Размер шрифта
-
+

Записки русской американки. Семейные хроники и случайные встречи - стр. 21

Мама была бы возмущена тем, что я написала о хитросплетениях семейных связей, но я пишу как последний – не очевидец, но человек, знающий историю семьи, – и пишу об этой истории правдиво. Может быть, это и предательство, но в живых уже никого не осталось. Семья действительно держалась сплоченным фронтом и публично поддерживала «официальные версии отношений». Так, В. В. всегда писал о Пихно как об отчиме, а о его детях от своей старшей сестры – как о племянниках. Я уделила этим хитросплетениям столько внимания не только ради правдивости, а еще и потому, что они играли незаурядную роль в жизни моих родственников[59]. Почему так было, я не знаю – время ушло и некого спросить, поэтому я прибегаю к толкованию.

§ **Задание**
Как, судя по странице, В. В. всегда писал о Пихно?

§ **Данные**
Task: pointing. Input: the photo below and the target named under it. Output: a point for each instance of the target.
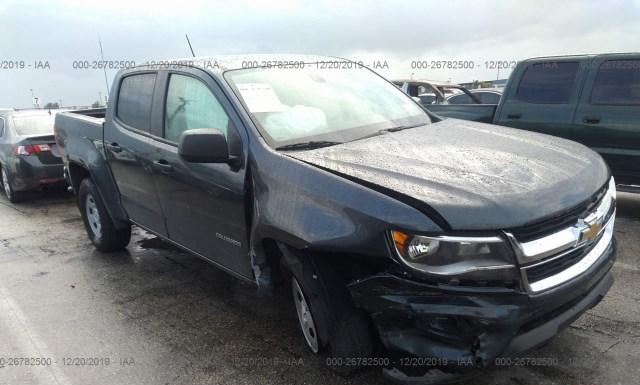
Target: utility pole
(104, 67)
(190, 47)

§ **Полный ответ**
Как об отчиме.